▶ **Instruction A**:
Summarize the article on colleges and credit cards in two sentences.
▶ **Instruction B**:
Output the passage of the article on colleges and credit cards from "In other words, colleges" up to and including "of their lives.".
▶ **Instruction C**:
According to the article on colleges and credit cards, why does the job of teaching credit basics fall to parents? Answer in one or two sentences.

▶ **Text block**:
════════════════

According to the DNI.com Web site, 18 colleges, student groups and alumni associations in Tennessee earned $1.8 million last year for allowing credit card companies to market college-themed cards to students and former students.
At the same time, the Web site APP.com reported that Rutger University in New Jersey earned $562,637 last year thanks to credit cards bearing the university’s name. APP.com also reported that 18 colleges and universities in the state earned a total of $1.24 million thanks to credit-card companies.
In other words, colleges are still raking in the big bucks from credit-card companies that market their products to their students.
Consumer advocates, not to mention parents, have long worried over the cozy relationship that many colleges have with credit-card companies. Colleges for decades have allowed credit banks and lenders to advertise their cards on their campuses. And they haven’t backed away from allowing companies to hawk “student” credit cards to the young adults taking classes in their buildings.
The critics of such arrangements say that college students can too easily run up massive amounts of credit-card debt. And this debt doesn’t go away; it follows them for the rest of their lives.
There are supporters of the relationship between credit cards and colleges, though. They say that college students are adults. They have the right to take out credit cards if they’d like. And they also have the responsibility to use them wisely. They should know that running up large sums of credit-card debt is a poor financial decision.
Supporters also say that colleges today can’t afford to turn away any sources of revenue. Many colleges are strapped for cash. They’re raising tuitions to levels that a growing number of prospective students can’t afford. In this environment, supporters say, it’d be negligent for colleges to turn away the credit-card companies and the revenues that they represent.
Who’s right? That’s hard to say. But if you’re a parent, the odds are good that your college-age children will face the temptations of credit-card companies and their lure of easy credit. It’s your job, then, to teach your children to use credit properly.
Too few high schools teach their students the basics of credit, budgeting and good financial habits. That means it’s up to parents to share these lessons with their children.
Before sending your kids off to college, sit down with them and explain the danger of treating credit cards like a source of free money. Explain how interest works, and how easy it is to run up huge amounts of high-interest-rate debt on credit cards.
Your children’s best defense against bad credit habits, and the financial woes that they can cause, is a crash-course education on the pitfalls of credit cards. It could be one of the most important lessons that you share with your children.

════════════════

▶ **Data shown**:
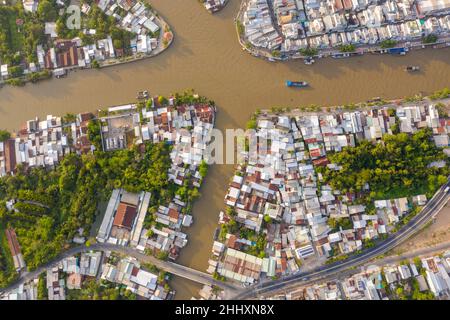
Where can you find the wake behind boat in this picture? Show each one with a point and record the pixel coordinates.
(297, 84)
(412, 68)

════════════════

▶ **Correct result A**:
Colleges and related groups keep earning large sums by letting credit-card companies market college-themed cards to students and alumni. Critics fault this for saddling students with lasting debt and supporters cite students' adult responsibility and colleges' need for revenue, but the article urges parents to teach their children how credit and interest work before college.

▶ **Correct result B**:
In other words, colleges are still raking in the big bucks from credit-card companies that market their products to their students.
Consumer advocates, not to mention parents, have long worried over the cozy relationship that many colleges have with credit-card companies. Colleges for decades have allowed credit banks and lenders to advertise their cards on their campuses. And they haven’t backed away from allowing companies to hawk “student” credit cards to the young adults taking classes in their buildings.
The critics of such arrangements say that college students can too easily run up massive amounts of credit-card debt. And this debt doesn’t go away; it follows them for the rest of their lives.

▶ **Correct result C**:
Too few high schools teach students the basics of credit, budgeting and good financial habits, so parents must share these lessons. Their college-age children are also likely to face the lure of easy credit from credit-card companies.